▸ **BRIEF A**:
Answer these questions from the email about PGP below, one answer per line, each marked like its question:
(i) On what date did Elwin write the email?
(ii) What title appeared when the writer went to the link?
(iii) What headline did the writer find while checking how secure Signal is?
▸ **BRIEF B**: List every geographic place name in the email about PGP below.

-- Start PROVIDED TEXT --

Essay on PGP as it is used today

mercuryrising at mercuryrising at
Mon Jul 22 11:26:10 CEST 2019

     From Elwin in Lloydminster, Alberta, Canada (visiting family)
July 22, 2019
Ryan & gnupg-users,
Concerning "Essay on PGP as it is used today"

When I went to the link it said it said,
    "The PGP Problem"
I searched and determined the author is unknown from from what I could
The Essay suggested a number of alternatives for private messaging.
The firstwas Signal. I downloaded it to my phone. Then the thought
came to me, "howsecure is signal? I looked for a short time and found
Signal Desktop Leaves Message Decryption Key in Plain Sight

Why would the nameless author of this essay suggest people use Signal
when anyone given access to a computer be able to just go into
unprotected directories 
and get the key to signal and open all past messages sent. Governments
love this feature.
The fact that the author can not be questioned because there is no way
to contact him/her 
is the first big clue someone is trying to crash the faith people have
in PGP or GnuPG. This 
has happened before to me.

-- End PROVIDED TEXT --
-- Start SOURCE MATERIAL --

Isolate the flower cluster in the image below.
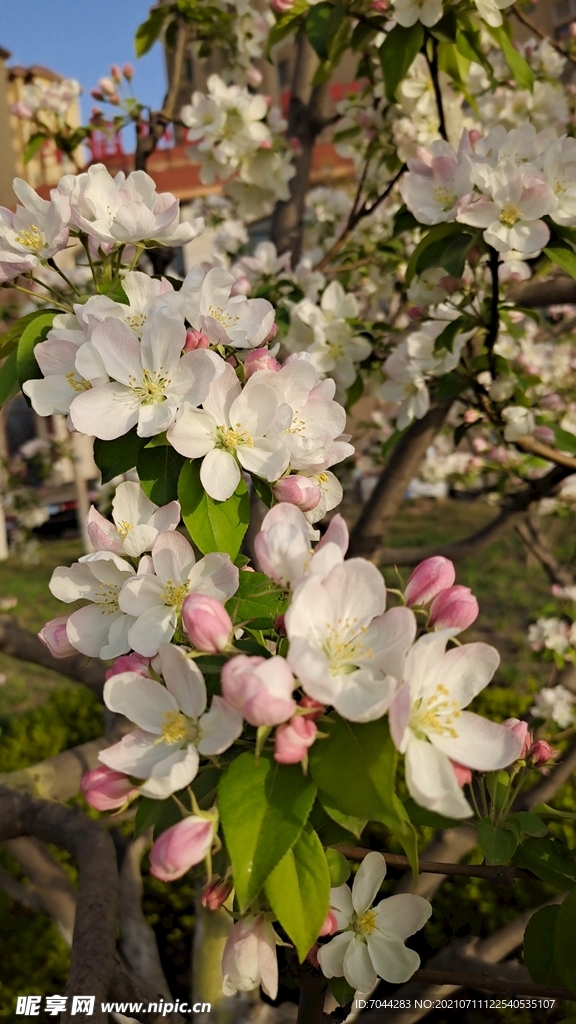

-- End SOURCE MATERIAL --

▸ **CORRECT RESULT A**:
(i) July 22, 2019
(ii) "The PGP Problem"
(iii) "Signal Desktop Leaves Message Decryption Key in Plain Sight"

▸ **CORRECT RESULT B**:
Lloydminster
Alberta
Canada